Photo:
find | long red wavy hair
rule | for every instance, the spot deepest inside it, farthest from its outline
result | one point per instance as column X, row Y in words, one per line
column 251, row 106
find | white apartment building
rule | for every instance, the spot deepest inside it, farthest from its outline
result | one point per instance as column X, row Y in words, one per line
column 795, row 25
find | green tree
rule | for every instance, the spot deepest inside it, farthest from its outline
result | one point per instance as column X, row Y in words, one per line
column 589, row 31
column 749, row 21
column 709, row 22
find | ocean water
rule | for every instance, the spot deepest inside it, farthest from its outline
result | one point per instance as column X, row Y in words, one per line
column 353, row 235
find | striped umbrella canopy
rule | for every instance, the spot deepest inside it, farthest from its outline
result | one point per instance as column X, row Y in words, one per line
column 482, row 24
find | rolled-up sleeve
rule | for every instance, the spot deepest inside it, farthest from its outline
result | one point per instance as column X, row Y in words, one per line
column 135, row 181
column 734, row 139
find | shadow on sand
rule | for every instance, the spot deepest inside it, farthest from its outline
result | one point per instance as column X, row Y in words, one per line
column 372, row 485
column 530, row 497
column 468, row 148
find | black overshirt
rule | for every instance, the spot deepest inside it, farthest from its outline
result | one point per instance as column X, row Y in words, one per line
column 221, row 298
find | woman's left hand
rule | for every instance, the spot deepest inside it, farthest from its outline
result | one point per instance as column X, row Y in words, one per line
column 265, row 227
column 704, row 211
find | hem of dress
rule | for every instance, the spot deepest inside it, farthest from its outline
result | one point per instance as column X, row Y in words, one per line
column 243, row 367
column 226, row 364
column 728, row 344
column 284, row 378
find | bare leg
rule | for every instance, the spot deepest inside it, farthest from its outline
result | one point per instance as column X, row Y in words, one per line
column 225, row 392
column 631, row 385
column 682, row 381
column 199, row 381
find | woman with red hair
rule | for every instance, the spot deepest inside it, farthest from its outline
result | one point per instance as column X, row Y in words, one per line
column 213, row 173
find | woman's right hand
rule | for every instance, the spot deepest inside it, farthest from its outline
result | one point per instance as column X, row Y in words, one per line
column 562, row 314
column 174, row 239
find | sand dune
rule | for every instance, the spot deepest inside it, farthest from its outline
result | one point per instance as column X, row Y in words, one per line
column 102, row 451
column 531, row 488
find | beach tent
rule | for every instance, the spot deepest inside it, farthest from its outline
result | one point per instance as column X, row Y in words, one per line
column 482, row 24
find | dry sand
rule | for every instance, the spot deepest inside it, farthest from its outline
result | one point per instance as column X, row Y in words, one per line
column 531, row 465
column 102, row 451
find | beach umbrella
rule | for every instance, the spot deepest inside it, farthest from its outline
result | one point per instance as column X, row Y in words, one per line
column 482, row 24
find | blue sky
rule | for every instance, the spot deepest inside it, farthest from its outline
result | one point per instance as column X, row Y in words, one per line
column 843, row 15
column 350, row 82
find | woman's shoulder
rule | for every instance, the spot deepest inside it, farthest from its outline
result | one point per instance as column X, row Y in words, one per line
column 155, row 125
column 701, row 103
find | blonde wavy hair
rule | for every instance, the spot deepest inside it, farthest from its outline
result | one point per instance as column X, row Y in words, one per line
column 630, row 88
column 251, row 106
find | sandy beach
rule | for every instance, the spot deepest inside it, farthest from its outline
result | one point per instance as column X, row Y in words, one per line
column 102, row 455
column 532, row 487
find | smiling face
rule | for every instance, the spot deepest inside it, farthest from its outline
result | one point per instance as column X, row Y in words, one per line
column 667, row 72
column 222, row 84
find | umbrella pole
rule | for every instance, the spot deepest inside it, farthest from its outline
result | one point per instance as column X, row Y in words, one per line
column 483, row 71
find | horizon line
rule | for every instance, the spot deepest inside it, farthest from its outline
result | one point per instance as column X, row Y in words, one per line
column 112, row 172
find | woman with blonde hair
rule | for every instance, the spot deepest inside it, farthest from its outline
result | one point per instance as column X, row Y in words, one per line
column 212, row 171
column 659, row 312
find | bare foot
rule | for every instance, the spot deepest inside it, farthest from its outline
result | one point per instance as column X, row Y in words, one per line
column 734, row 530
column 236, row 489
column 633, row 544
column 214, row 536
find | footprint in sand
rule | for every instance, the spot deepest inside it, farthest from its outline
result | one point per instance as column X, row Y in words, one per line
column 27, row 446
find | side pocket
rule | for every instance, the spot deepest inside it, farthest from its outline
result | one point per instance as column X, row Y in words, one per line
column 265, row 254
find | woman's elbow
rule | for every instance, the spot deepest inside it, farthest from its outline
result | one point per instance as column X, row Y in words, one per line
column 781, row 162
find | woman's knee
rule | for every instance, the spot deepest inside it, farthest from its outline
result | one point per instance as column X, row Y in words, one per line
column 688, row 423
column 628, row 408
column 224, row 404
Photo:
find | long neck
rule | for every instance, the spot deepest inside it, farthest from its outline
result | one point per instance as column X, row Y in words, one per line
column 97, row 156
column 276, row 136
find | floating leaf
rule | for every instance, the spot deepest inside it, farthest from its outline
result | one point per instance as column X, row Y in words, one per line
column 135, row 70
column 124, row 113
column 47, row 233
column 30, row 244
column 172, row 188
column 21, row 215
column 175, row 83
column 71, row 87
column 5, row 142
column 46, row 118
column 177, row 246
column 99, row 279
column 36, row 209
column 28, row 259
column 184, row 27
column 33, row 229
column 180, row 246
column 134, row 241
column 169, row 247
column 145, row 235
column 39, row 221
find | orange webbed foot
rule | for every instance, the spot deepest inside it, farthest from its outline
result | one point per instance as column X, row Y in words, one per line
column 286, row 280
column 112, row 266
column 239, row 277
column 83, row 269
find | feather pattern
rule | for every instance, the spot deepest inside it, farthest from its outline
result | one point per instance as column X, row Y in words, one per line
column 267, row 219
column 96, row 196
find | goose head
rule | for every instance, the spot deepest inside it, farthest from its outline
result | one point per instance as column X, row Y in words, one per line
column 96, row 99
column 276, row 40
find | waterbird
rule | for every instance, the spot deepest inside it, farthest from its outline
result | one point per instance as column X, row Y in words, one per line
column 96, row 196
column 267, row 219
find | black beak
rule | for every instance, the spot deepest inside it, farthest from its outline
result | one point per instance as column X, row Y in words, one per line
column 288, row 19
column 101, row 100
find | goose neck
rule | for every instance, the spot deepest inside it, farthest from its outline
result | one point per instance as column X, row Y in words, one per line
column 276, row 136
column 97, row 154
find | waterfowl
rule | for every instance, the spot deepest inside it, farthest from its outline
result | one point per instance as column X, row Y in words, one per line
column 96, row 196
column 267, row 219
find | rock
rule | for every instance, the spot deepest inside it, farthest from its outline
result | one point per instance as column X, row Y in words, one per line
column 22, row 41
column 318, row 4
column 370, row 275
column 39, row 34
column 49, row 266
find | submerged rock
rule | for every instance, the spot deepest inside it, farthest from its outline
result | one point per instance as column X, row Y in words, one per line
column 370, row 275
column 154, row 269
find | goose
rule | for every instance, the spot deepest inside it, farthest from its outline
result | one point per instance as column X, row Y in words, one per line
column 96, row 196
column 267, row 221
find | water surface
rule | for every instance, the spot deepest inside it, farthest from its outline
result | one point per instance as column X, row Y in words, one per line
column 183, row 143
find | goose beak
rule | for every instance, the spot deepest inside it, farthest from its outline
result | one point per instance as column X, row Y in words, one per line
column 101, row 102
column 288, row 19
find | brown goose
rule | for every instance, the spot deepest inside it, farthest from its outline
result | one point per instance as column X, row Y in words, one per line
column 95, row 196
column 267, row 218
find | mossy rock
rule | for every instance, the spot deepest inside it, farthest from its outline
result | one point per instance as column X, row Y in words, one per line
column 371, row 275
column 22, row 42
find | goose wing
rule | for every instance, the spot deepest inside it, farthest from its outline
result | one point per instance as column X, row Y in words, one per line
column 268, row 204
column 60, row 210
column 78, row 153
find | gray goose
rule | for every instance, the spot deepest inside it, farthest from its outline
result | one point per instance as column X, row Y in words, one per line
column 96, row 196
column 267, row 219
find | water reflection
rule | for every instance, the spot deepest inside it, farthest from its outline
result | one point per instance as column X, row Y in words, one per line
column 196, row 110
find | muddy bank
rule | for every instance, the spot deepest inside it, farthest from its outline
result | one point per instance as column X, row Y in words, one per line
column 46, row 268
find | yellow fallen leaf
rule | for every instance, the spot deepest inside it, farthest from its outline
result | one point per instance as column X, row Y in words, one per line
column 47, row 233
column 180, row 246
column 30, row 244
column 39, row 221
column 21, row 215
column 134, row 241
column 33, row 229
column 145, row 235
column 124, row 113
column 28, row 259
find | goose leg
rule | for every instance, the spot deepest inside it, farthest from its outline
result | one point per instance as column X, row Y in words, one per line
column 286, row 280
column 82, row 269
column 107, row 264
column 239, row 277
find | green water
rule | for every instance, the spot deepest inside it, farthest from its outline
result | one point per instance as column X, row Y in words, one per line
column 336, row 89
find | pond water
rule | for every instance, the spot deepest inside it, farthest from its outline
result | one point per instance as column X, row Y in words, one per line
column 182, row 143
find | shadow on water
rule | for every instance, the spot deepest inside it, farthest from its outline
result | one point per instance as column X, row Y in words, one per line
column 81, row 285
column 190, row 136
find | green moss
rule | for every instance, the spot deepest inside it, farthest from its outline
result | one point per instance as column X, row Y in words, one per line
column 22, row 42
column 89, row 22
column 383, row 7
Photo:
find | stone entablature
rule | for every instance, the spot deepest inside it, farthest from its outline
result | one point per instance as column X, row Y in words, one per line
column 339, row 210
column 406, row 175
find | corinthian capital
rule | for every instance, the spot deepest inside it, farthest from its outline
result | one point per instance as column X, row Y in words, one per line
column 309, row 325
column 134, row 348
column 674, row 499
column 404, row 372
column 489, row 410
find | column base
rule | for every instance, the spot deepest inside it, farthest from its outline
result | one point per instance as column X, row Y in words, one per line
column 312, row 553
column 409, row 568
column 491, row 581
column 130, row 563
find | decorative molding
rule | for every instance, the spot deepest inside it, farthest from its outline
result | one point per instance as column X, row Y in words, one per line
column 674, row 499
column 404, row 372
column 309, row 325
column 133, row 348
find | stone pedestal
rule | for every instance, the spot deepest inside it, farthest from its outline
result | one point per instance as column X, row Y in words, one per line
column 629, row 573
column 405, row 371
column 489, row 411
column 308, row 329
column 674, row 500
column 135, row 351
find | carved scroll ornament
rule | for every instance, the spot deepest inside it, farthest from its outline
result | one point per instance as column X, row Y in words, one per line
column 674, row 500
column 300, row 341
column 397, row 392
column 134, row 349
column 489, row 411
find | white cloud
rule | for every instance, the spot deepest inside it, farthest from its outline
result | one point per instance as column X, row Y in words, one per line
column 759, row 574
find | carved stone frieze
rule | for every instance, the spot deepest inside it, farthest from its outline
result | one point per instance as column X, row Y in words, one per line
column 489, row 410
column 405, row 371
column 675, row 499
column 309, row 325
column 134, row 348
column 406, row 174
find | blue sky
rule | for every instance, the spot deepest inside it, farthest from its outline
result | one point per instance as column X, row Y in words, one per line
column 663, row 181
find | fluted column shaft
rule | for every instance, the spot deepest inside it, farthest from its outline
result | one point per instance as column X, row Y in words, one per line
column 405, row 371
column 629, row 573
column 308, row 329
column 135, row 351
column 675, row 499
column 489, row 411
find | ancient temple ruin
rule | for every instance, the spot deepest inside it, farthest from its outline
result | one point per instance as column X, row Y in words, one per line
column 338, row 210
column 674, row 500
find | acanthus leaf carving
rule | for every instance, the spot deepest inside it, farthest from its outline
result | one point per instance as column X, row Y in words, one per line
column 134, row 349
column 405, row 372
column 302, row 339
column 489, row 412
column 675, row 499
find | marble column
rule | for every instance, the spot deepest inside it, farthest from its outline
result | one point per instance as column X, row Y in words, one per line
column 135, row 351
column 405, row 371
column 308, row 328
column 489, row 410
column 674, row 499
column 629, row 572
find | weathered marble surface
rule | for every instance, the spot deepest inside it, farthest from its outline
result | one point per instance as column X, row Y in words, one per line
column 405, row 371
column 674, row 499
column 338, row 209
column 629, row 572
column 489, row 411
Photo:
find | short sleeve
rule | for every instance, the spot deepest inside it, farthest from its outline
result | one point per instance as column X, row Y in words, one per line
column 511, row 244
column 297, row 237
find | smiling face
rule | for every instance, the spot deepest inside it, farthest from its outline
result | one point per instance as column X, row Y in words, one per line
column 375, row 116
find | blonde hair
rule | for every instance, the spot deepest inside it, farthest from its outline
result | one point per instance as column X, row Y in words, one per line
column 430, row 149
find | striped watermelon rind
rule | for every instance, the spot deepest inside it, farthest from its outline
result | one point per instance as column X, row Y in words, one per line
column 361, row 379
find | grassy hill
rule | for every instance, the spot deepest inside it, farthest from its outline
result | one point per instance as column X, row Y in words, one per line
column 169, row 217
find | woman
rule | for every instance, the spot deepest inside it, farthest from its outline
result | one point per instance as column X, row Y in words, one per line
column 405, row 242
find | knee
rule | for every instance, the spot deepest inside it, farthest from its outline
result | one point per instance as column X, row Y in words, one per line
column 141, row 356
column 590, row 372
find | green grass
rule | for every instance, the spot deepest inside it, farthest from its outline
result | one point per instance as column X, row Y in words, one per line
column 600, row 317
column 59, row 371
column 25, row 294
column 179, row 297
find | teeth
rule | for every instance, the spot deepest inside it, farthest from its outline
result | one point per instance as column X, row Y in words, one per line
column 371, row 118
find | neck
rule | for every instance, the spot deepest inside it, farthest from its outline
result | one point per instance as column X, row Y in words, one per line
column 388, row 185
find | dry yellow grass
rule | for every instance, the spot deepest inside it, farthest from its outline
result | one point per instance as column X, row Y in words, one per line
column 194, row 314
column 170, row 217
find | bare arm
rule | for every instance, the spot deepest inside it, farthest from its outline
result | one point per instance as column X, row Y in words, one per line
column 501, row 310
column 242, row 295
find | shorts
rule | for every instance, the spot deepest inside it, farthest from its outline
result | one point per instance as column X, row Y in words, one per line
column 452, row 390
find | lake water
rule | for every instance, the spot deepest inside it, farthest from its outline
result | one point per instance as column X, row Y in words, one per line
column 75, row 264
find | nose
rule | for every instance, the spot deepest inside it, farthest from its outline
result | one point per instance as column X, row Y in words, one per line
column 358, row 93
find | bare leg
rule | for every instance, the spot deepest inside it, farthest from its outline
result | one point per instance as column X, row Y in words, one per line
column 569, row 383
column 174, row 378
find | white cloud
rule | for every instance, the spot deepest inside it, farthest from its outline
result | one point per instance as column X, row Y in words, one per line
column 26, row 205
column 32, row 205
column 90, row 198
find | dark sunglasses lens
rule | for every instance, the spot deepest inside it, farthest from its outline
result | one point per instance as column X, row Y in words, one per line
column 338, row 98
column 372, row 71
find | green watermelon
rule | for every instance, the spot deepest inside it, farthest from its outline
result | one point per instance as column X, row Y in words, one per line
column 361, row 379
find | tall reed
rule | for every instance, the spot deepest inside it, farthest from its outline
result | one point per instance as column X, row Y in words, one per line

-.-.-

* [What you have to do]: Starting at the line containing "find | black overshirt" and ending after the line containing "column 199, row 381", rewrite those lines above as a JSON list of strings, one string per line, with blank lines left out.

* [Answer to the task]:
[
  "find | black overshirt",
  "rule | for every instance, the spot deepest inside it, farthest from its outline",
  "result | one point per instance as column X, row Y in words, one per line",
  "column 221, row 298",
  "find | woman's left hand",
  "rule | for every instance, the spot deepest inside it, farthest from its outline",
  "result | one point per instance as column X, row Y in words, one per line",
  "column 265, row 227",
  "column 704, row 211",
  "find | hem of dress",
  "rule | for every instance, the spot deepest inside it, farthest from its outline",
  "result | one point per instance as column X, row Y in words, one per line",
  "column 243, row 367",
  "column 226, row 364",
  "column 728, row 344",
  "column 284, row 378",
  "find | bare leg",
  "rule | for every instance, the spot deepest inside it, farthest from its outline",
  "result | one point per instance as column X, row Y in words, one per line",
  "column 225, row 392",
  "column 631, row 385",
  "column 682, row 381",
  "column 199, row 381"
]